(Source material)

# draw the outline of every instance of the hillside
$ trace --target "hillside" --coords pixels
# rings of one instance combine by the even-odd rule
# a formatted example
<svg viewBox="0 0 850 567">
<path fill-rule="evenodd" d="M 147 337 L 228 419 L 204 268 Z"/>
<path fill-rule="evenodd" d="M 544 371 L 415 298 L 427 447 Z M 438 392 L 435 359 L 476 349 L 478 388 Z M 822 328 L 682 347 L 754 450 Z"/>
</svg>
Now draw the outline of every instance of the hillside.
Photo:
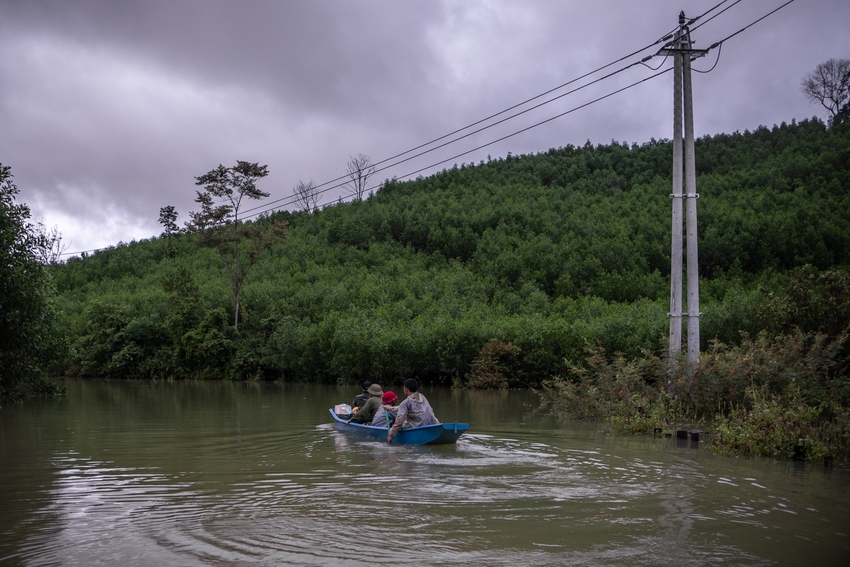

(End Source material)

No pictures belong in the copy. Transcribe every entry exactly.

# draw the outline of every instance of the hillside
$ trace --target "hillside" --coords pixels
# rings of one instance combine by the even-odd rule
# a formatted example
<svg viewBox="0 0 850 567">
<path fill-rule="evenodd" d="M 147 337 L 228 419 L 204 268 Z"/>
<path fill-rule="evenodd" d="M 544 371 L 415 298 L 427 447 Z M 438 392 L 435 359 L 476 349 L 478 388 Z M 822 328 L 682 347 L 754 450 Z"/>
</svg>
Now draw the outline of every instance of the hillside.
Photo:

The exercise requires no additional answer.